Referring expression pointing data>
—————

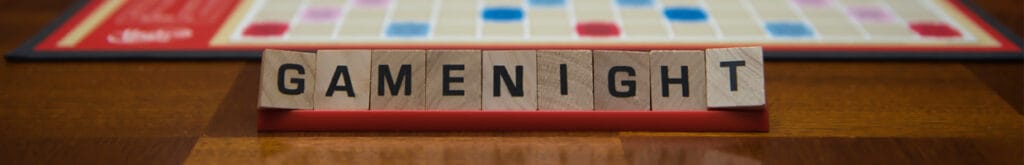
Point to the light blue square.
(547, 3)
(635, 3)
(408, 30)
(788, 30)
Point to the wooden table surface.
(203, 113)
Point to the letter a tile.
(342, 79)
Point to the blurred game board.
(787, 29)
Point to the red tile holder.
(318, 120)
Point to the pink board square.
(870, 14)
(812, 3)
(372, 3)
(935, 30)
(321, 14)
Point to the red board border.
(1006, 45)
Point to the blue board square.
(503, 13)
(408, 30)
(547, 3)
(788, 30)
(685, 14)
(635, 3)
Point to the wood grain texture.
(469, 62)
(735, 78)
(284, 72)
(504, 99)
(579, 80)
(356, 65)
(672, 98)
(604, 85)
(382, 97)
(192, 112)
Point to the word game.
(513, 80)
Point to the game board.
(787, 29)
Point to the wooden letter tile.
(564, 80)
(287, 79)
(673, 89)
(400, 84)
(454, 80)
(735, 78)
(621, 80)
(343, 80)
(513, 74)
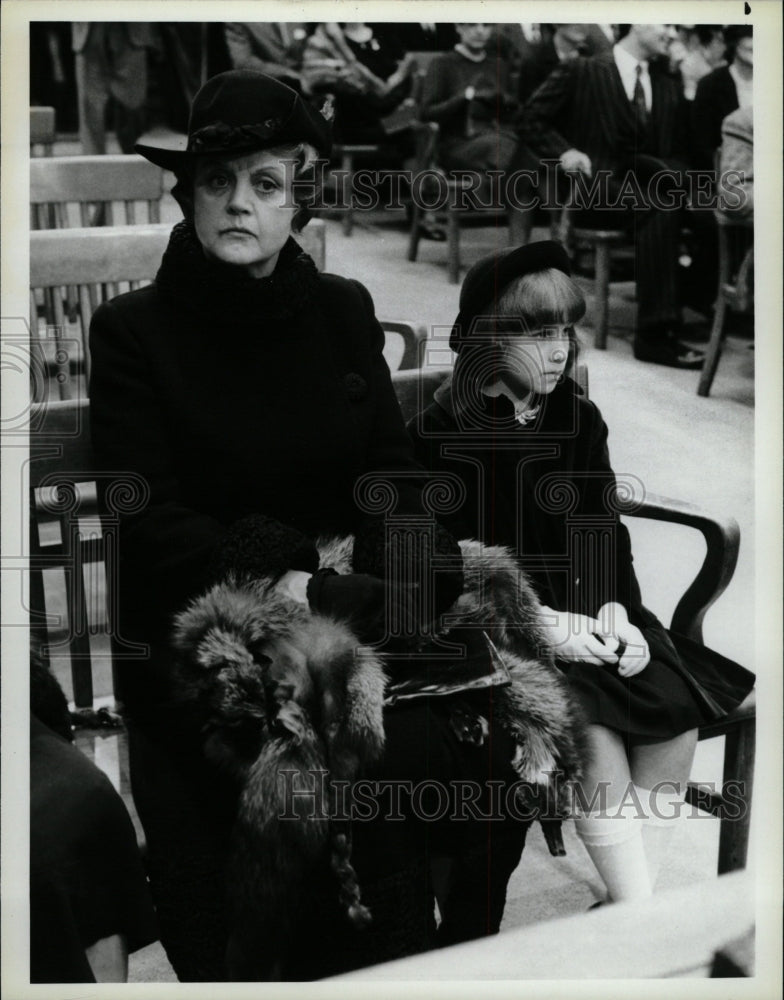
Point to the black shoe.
(432, 231)
(671, 353)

—————

ACTIVITY>
Start with the line holding "Point to the wood grain texture." and repeat exactly every line through the final line of the records above, but no pictures and nothing more.

OUTPUT OF THE EXERCISE>
Point to the wood grain texture.
(469, 62)
(735, 78)
(284, 72)
(504, 99)
(579, 80)
(356, 65)
(672, 98)
(604, 85)
(382, 97)
(192, 112)
Point to the word game.
(513, 80)
Point to the game board.
(787, 29)
Point to the wooden letter tile.
(564, 80)
(287, 79)
(673, 89)
(400, 84)
(454, 80)
(735, 78)
(621, 80)
(343, 80)
(513, 74)
Point to the black shoe.
(432, 231)
(671, 353)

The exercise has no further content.